SOURCE MATERIAL ▸
_____

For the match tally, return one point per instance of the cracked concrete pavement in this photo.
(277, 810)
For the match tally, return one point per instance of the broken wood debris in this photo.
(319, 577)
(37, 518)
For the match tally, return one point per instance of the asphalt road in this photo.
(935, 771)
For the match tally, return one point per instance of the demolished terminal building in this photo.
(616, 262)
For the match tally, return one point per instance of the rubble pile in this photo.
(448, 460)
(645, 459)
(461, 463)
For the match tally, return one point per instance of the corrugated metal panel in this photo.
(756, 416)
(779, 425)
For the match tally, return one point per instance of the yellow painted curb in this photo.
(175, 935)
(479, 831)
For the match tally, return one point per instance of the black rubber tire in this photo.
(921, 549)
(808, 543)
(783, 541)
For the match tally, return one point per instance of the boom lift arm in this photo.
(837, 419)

_____

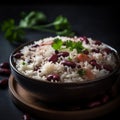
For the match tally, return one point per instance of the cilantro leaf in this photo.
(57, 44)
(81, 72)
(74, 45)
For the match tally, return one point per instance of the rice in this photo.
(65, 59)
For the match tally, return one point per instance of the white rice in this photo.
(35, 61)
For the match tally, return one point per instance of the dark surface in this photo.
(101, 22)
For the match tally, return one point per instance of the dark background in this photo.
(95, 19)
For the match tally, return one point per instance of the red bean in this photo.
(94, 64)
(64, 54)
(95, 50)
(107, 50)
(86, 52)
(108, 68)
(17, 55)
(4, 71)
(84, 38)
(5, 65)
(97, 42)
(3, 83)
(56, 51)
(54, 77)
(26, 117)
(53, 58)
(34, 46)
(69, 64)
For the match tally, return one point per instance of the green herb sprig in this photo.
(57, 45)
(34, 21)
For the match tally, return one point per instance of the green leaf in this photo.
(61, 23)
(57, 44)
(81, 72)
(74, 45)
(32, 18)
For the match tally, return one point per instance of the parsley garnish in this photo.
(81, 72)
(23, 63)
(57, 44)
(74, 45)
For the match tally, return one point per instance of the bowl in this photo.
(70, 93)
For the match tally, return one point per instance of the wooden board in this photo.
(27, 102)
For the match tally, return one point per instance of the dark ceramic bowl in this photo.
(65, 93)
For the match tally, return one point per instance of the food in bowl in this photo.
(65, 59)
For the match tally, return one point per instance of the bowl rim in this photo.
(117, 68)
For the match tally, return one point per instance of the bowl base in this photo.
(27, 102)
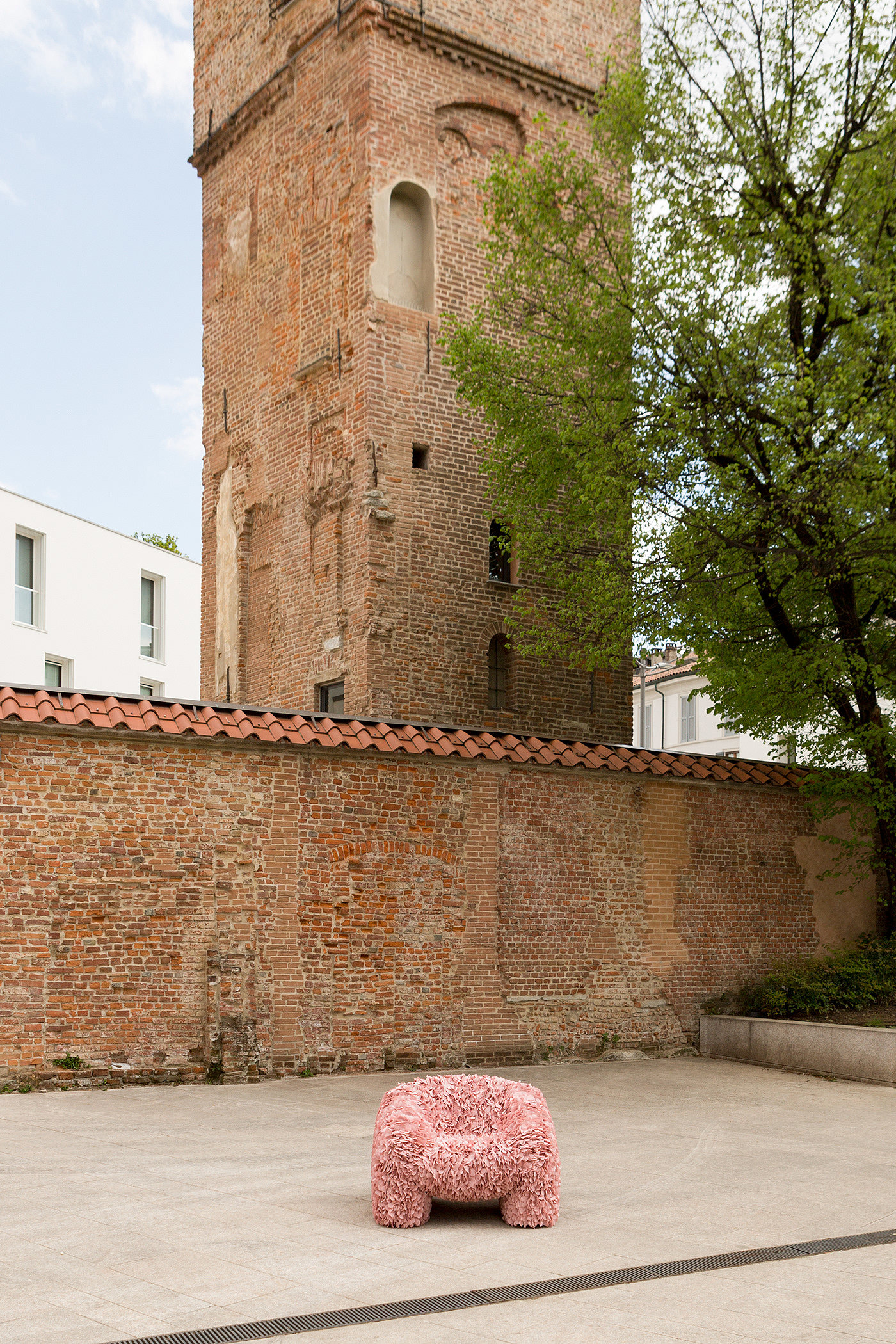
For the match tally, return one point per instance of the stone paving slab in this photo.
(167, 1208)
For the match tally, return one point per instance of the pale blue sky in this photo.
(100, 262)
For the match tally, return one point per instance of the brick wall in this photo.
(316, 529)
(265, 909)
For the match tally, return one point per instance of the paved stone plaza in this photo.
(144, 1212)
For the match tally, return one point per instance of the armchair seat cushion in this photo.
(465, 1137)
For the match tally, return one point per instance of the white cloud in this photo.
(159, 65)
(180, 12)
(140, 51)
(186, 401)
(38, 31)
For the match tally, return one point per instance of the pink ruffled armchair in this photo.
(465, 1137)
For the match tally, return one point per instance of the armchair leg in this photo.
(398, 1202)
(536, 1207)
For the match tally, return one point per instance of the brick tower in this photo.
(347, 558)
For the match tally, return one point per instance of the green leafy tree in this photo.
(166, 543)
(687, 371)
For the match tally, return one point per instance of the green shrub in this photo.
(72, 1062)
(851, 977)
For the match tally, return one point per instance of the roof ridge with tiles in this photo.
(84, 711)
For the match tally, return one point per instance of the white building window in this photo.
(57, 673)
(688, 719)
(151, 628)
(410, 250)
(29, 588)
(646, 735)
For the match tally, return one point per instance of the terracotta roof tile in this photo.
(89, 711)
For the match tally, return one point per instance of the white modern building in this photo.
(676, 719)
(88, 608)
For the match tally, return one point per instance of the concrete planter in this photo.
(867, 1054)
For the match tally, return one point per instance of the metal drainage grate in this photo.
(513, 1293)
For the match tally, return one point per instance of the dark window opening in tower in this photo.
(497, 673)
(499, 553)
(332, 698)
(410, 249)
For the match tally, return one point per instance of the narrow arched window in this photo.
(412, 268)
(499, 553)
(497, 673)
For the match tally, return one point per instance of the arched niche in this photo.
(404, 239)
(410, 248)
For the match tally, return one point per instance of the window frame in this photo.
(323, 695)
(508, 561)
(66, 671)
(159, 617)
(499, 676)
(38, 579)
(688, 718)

_____

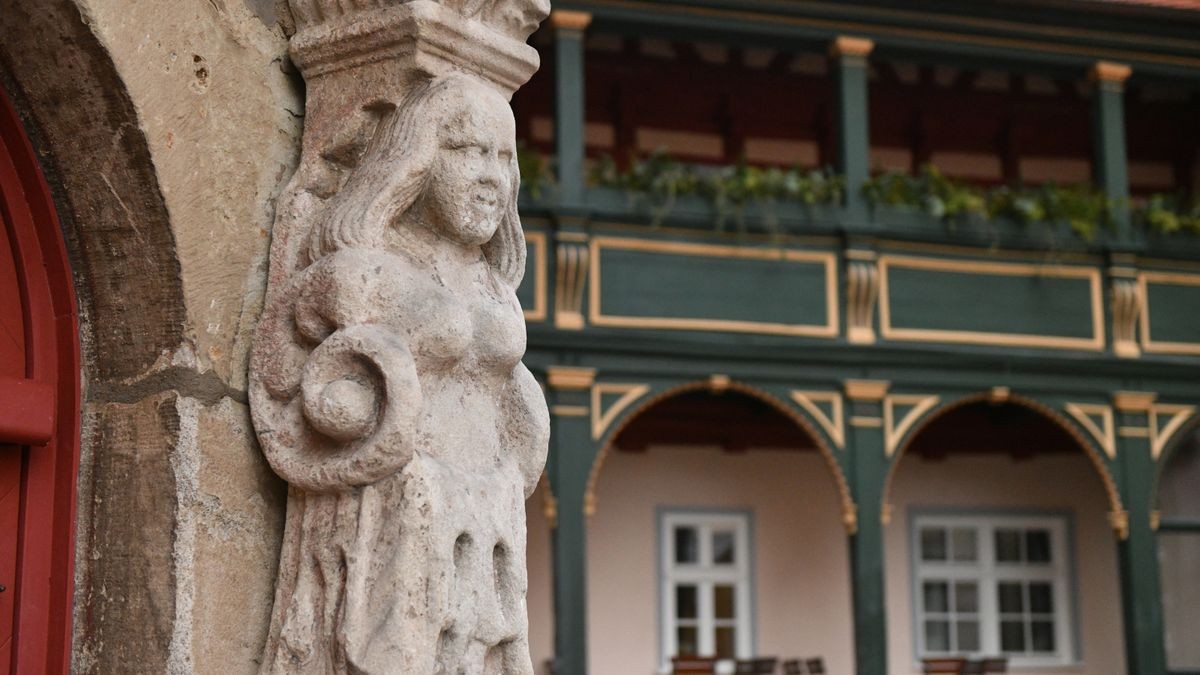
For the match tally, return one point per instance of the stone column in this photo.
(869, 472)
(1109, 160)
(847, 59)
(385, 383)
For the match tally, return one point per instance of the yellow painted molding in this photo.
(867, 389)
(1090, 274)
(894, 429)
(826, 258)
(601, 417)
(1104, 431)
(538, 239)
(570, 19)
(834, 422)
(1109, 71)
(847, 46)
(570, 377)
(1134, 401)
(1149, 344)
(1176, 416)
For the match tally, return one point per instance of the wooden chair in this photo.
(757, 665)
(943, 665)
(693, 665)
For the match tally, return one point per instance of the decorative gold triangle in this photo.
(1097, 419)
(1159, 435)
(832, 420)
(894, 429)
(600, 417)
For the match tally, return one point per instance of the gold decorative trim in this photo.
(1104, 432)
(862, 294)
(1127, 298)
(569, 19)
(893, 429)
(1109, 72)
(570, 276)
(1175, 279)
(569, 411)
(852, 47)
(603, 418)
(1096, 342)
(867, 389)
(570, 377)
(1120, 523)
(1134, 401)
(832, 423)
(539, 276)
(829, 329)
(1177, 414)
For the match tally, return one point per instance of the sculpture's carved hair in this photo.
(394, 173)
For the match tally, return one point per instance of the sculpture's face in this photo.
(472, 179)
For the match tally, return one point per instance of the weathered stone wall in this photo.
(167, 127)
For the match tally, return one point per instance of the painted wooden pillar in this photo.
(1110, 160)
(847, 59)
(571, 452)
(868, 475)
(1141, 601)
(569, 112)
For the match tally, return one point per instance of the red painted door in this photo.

_____

TASK OBJECTIVE ▸ Exactly the lines above from the one with "trim in this photo." to the one with "door in this photo.", both included, are to be quoted; leave the rest out.

SOLUTION FOR THIS TASK ▸
For the match tally, return one point per instance of the gold decorative trim in this photo.
(1104, 432)
(862, 294)
(1127, 298)
(569, 19)
(893, 429)
(1109, 72)
(570, 276)
(1175, 279)
(569, 411)
(852, 47)
(603, 418)
(1096, 342)
(867, 389)
(570, 377)
(1120, 523)
(1134, 401)
(832, 423)
(539, 276)
(829, 329)
(1177, 414)
For the match tally, return one point per instance of the sculpture's carved hair in this photo.
(394, 173)
For the match tally, return one point per instance of the sculpture's face in this photo.
(472, 179)
For the match tally, return one point per instance of the weathered stone wall in this photo.
(167, 127)
For the match tally, return one point per instance of the painted wooden pillar in this photo.
(1110, 160)
(847, 59)
(571, 452)
(868, 475)
(1141, 601)
(569, 112)
For the match tally, return one point per instance of the red painted door in this photo.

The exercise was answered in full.